◆ **Brano da leggere**:

»»

Secondo l’ONU finora quest’anno [il 2022, ndt.] ci sono stati quasi 800 attacchi dei coloni contro i palestinesi e le loro proprietà. Nel 2022 almeno 175 palestinesi sono stati uccisi dall’esercito israeliano in Cisgiordania e a Gaza.

Duma ha subito la sua parte di questo incremento della violenza dei coloni. Il 16 giugno nei pressi di Duma un’auto è stata attaccata da coloni armati di sbarre di ferro. Hanno rotto il parabrezza e i finestrini della macchina e spruzzato liquido urticante contro i due uomini che erano a bordo.

Lo stesso giorno anche una coppia con una figlia di 3 anni e un neonato di un mese è stata attaccata da coloni che si trovavano vicino a una jeep dell’esercito israeliano. I coloni hanno colpito l’auto, rotto uno dei finestrini e un fanale anteriore con un bastone e spruzzato un liquido urticante contro la coppia e il loro bimbo.

««

◆ **Consegna 1**:
Riscrivi i record dalla prima riga fino alla riga che contiene "positive clicks: (390, 433)", inclusa, sostituendo "rough mask" con "coarse mask" e lasciando tutto il resto invariato.

◆ **Dati di origine**:

»»

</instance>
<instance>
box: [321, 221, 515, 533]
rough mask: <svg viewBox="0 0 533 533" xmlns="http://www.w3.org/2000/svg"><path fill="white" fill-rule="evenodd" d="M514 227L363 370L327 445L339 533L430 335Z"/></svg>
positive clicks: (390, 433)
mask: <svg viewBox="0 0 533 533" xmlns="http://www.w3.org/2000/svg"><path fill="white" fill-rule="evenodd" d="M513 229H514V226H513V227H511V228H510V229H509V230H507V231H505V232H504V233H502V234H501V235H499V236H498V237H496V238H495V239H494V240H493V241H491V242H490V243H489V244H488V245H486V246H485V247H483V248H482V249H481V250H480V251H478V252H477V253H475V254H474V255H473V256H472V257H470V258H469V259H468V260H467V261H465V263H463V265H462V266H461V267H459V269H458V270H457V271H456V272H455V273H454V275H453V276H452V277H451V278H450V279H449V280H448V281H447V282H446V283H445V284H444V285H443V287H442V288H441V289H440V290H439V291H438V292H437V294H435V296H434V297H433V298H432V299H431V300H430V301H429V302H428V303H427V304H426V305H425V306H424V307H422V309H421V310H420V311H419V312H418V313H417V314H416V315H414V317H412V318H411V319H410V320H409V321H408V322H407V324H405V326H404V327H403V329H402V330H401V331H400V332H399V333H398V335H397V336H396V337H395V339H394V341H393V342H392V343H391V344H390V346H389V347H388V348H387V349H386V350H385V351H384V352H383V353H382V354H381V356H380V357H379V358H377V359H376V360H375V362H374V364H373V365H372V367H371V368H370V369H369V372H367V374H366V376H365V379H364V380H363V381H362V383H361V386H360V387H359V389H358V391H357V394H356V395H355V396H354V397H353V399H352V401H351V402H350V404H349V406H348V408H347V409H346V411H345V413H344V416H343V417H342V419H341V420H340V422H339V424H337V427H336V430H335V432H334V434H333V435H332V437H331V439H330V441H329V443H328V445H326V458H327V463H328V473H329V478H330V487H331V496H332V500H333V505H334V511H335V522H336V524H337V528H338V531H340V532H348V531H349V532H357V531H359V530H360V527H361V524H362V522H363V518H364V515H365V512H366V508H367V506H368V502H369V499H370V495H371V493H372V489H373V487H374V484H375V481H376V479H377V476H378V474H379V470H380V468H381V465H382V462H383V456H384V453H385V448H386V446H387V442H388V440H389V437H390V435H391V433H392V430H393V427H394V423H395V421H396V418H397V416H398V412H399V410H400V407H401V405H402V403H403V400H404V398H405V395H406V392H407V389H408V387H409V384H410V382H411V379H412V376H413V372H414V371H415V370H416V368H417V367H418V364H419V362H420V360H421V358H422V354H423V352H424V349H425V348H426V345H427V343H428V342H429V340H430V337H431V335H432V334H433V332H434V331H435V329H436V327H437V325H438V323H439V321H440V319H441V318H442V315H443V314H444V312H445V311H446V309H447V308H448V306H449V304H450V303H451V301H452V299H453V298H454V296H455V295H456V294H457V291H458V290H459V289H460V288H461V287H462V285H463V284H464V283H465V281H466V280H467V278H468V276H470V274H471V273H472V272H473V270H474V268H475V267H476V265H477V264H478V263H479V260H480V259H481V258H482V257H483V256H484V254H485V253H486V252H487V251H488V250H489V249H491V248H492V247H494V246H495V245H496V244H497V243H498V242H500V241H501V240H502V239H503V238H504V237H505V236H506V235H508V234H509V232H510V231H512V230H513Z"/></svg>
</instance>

««

◆ **Consegna 2**:
Prosegui il brano sugli attacchi dei coloni nei pressi di Duma, riprendendo subito dopo l'ultima frase riportata.

◆ **Esito del compito 1**:
</instance>
<instance>
box: [321, 221, 515, 533]
coarse mask: <svg viewBox="0 0 533 533" xmlns="http://www.w3.org/2000/svg"><path fill="white" fill-rule="evenodd" d="M514 227L363 370L327 445L339 533L430 335Z"/></svg>
positive clicks: (390, 433)

◆ **Esito del compito 2**:
Diritto alla terra

Indipendentemente dal recente incremento, gli attacchi dei coloni sono normali nei villaggi attorno a Nablus, plasmando la vita di tutti. Ma non è sempre stato così.

Satira, la sessantunenne nonna di Ahmad, è nata e cresciuta a Duma.

Quando ero più giovane c’erano libertà e sicurezza,” dice a The Electronic Intifada. “Potevamo lasciare le porte di casa aperte e andarcene sulle colline senza paura.”

Tuttavia ora la maggior parte delle case ha spesse sbarre di metallo alle finestre, mentre qualcuno le ha completamente coperte con lamiere nel timore di futuri attacchi incendiari.

L’aggressione del 2015 ci ha dimostrato fino che punto questi coloni fossero intenzionati ad arrivare per cancellarci da questa terra,” afferma Satira. “Vogliono ucciderci e persino bruciarci vivi.”

Ma il giovane Ahmad non ha permesso che questa tragedia lo condizionasse. Dice a The Electronic Intifada di avere il grande sogno di diventare un calciatore professionista.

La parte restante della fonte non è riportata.